- **Registros brutos**
════════════════════
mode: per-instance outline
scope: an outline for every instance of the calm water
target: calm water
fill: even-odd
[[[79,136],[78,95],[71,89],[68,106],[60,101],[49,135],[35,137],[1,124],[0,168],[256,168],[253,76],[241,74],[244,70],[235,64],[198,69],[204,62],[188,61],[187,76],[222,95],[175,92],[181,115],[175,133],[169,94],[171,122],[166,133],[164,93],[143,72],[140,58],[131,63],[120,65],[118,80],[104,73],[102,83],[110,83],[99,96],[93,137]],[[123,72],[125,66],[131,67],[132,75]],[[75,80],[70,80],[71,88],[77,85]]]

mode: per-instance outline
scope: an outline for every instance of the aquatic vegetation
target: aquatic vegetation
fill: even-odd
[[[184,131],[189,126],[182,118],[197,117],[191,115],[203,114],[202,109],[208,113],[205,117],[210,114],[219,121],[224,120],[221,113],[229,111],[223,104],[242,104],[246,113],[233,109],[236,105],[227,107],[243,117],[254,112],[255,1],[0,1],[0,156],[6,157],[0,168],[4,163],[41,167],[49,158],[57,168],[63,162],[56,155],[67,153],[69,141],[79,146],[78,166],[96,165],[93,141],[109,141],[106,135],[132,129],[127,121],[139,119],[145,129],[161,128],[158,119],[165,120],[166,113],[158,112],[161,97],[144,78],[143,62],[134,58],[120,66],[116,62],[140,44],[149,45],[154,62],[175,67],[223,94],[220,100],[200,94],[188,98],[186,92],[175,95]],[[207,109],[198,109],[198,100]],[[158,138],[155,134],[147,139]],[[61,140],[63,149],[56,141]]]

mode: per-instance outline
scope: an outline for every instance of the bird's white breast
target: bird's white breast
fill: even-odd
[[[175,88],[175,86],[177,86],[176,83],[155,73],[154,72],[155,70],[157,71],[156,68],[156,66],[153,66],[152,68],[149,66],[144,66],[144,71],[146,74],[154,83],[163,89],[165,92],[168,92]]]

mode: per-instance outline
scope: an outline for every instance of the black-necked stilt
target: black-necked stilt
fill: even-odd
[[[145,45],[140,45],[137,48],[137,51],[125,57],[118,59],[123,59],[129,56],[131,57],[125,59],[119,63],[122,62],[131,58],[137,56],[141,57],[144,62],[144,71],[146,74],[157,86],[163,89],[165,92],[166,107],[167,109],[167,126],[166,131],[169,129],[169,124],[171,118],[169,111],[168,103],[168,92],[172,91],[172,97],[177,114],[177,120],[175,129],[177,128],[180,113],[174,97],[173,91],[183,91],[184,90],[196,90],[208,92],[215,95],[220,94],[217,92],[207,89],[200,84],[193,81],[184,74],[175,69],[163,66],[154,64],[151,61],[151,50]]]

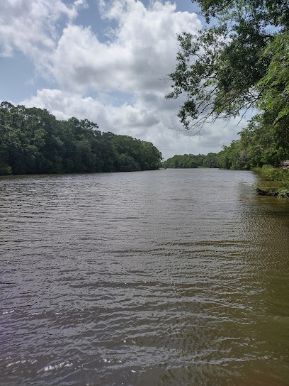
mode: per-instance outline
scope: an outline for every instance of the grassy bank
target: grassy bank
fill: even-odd
[[[289,169],[266,165],[255,171],[259,175],[256,184],[259,194],[289,198]]]

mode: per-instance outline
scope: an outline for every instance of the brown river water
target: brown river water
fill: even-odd
[[[0,177],[1,386],[289,385],[289,200],[255,182]]]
════════════════════
- **Orientação**
Diga quantas linhas dos registros acima contêm a palavra "river", diferenciando maiúsculas de minúsculas. Responda apenas com o número.

- **Resultado do exercício**
2